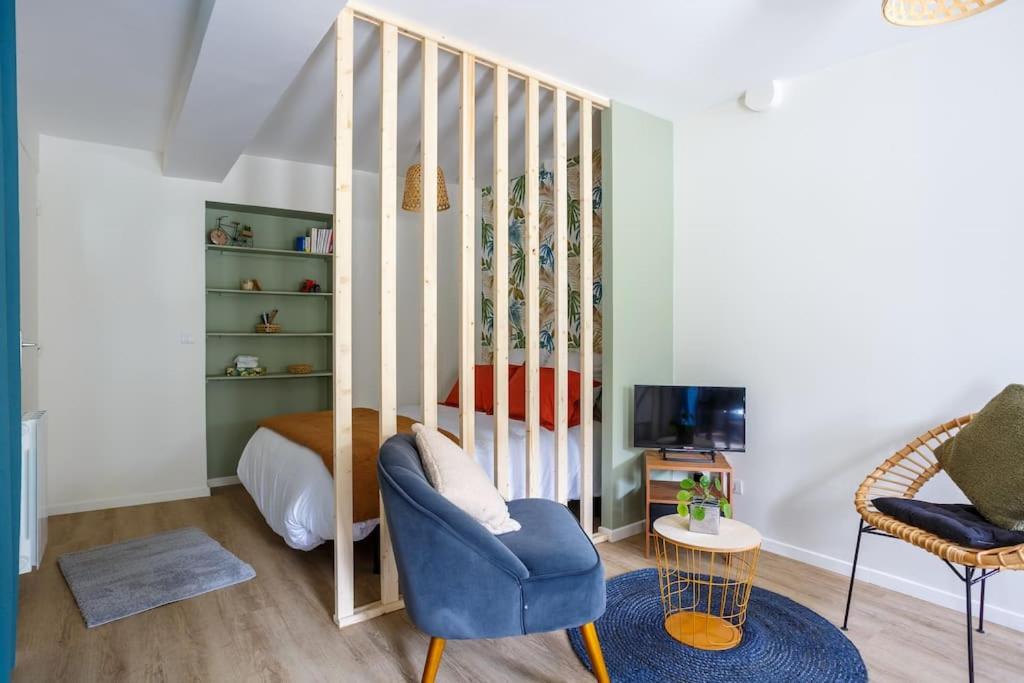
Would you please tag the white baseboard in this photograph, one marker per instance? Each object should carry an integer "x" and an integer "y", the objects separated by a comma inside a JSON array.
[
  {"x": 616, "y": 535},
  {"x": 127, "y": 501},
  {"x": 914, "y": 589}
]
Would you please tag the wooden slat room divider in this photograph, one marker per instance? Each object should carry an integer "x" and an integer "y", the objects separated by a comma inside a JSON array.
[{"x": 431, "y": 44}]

Schriftliche Aufgabe: Schreibe die gesamten Daten neu und ersetze dabei „baseboard“ durch „skirting board“, ohne sonst etwas zu ändern. Lass die Bilder in deiner Antwort weg.

Erledigte Aufgabe:
Would you please tag the white skirting board in this photograph, one marker per instance? Each object should carry an integer "x" and an integer "y", the objects separated by a comma inside a JSON array.
[
  {"x": 616, "y": 535},
  {"x": 127, "y": 501},
  {"x": 914, "y": 589}
]
Would you please tag the wooden slat room divider in this photograph, one marker per instance? Each object should carry an integer "x" and an integer "y", the objects separated by a comma inside a JSON array.
[{"x": 431, "y": 44}]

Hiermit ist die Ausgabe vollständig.